▶ **Задание 1**
Во что, согласно отрывку о Клеопатре, она забирается, чтобы попасть на маяк к Цезарю?

___ Исходный отрывок ___

Клеопатра резко отдает приказы своей няньке, Фтататите, добавляя, что если она не будет повиноваться, царица бросит ее в Нил. Цезарь возмущен таким поведением своей ученицы. Не прошло и одного дня с тех пор, как Цезарь чуть ли не насильно втащил на трон трепещущую от ужаса перед римлянами Клеопатру, а она уже заявляет ему: «Ты слишком чувствителен. Цезарь. Но ты умный, и если ты будешь делать все, как я тебе говорю, то скоро научишься править» [24].
Клеопатра Шоу – это, прежде всего, истинное дитя Египта, залитого кровью, праздного и кровожадного. А уже потом – детище, произведение рук Цезаря, которое поражает его самого. Конечно, между двумя героями присутствует большая дистанция. Цезарь – завоеватель, у него за плечами блестящая жизнь. А Клеопатра – девочка из царской семьи, привыкшая жить под присмотром взрослых. Не зря Клеопатра, девочка-кошка, считается одним из самых опасных завоеваний Цезаря.
Клеопатра не верит, что цари должны работать. Ведь ее отец, великий царь Египта, никогда не работал. А когда его сестра восстала против него и захватила его трон, он отрубил ей голову. Эти кровожадные традиции продолжают существовать в Египте, где Птолемей и Клеопатра, родные брат и сестра, и даже муж с женой, желают друг другу только смерти.
Тут же, в Александрии, Клеопатра рассказывает Цезарю о «прекрасном юноше с круглыми сильными руками», который четыре года назад пришел в Египет через пустыни с всадниками и вернул корону ее отцу. Она до сих пор жаждет увидеть его вновь и сделать своим мужем. Но несмотря на это она жалеет Цезаря, когда он отправляется в бой, и просит его остаться. Ведь без него, без своего учителя, она потеряет всю свою власть.
Клеопатра снова становится маленькой девочкой, загорясь желанием плыть на маяк к Цезарю. Но стоило часовому преградить ей дорогу, как она гневно вспыхивает и напоминает, что она царица, и никто не смеет указывать ей, что делать.
Молодая царица готова на все – лишь бы только увидеться с Цезарем. Она забирается в ковер, который везет Апполодор на маяк к Цезарю. Выбравшись из ковра уже на маяке, Клеопатра бросается на грудь Цезарю. Создается впечатление, что Цезарь нисколько не удивлен этой выходкой ребенка-царицы (так называет ее Руфий), тогда как Британ шокирован, а Руфий недоволен, ведь на маяке нет места женщине, а уж тем более ребенку. Клеопатра просит Цезаря не покидать ее. Он отвечает ей, что должен идти в бой наравне с солдатами. Но молодая царица не хочет смерти своего «наставника». «Ну и пусть они погибнут! Ведь это простые солдаты!»[25] - восклицает она. На что Цезарь говорит, что в среди всех его солдат, которые доверили ему свою судьбу, нет ни одного, чья рука была бы ему дороже головы Клеопатры. Услышав это, «Клеопатра уничтожена, глаза ее наполняются слезами»[26]. Ей сложно осознать, что ее жизнь на поле боя мало кому нужна, кроме ее самой. Она почти теряет самообладание, когда вдали показываются вражеские судна, и единственным выходом для нее спастись оказывается прыгнуть в воду вслед за Цезарем.

___ Материал упражнения ___

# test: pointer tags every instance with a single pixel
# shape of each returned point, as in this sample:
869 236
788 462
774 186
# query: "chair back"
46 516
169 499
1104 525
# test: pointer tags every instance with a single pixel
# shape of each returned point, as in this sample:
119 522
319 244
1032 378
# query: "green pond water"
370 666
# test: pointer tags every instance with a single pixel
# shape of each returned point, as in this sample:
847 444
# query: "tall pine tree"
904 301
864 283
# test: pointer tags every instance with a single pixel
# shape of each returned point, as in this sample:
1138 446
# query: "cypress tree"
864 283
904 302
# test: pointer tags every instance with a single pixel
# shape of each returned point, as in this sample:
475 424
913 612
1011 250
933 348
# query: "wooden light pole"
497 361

___

▶ **Задание 2**
Перепишите все записи, заменив «single pixel» на «one pixel». Остальное оставьте без изменений.

▶ **Образец ответа 1**
В ковер, который Апполодор везет на маяк к Цезарю.

▶ **Образец ответа 2**
# test: pointer tags every instance with a one pixel
# shape of each returned point, as in this sample:
869 236
788 462
774 186
# query: "chair back"
46 516
169 499
1104 525
# test: pointer tags every instance with a one pixel
# shape of each returned point, as in this sample:
119 522
319 244
1032 378
# query: "green pond water"
370 666
# test: pointer tags every instance with a one pixel
# shape of each returned point, as in this sample:
847 444
# query: "tall pine tree"
904 301
864 283
# test: pointer tags every instance with a one pixel
# shape of each returned point, as in this sample:
1138 446
# query: "cypress tree"
864 283
904 302
# test: pointer tags every instance with a one pixel
# shape of each returned point, as in this sample:
475 424
913 612
1011 250
933 348
# query: "wooden light pole"
497 361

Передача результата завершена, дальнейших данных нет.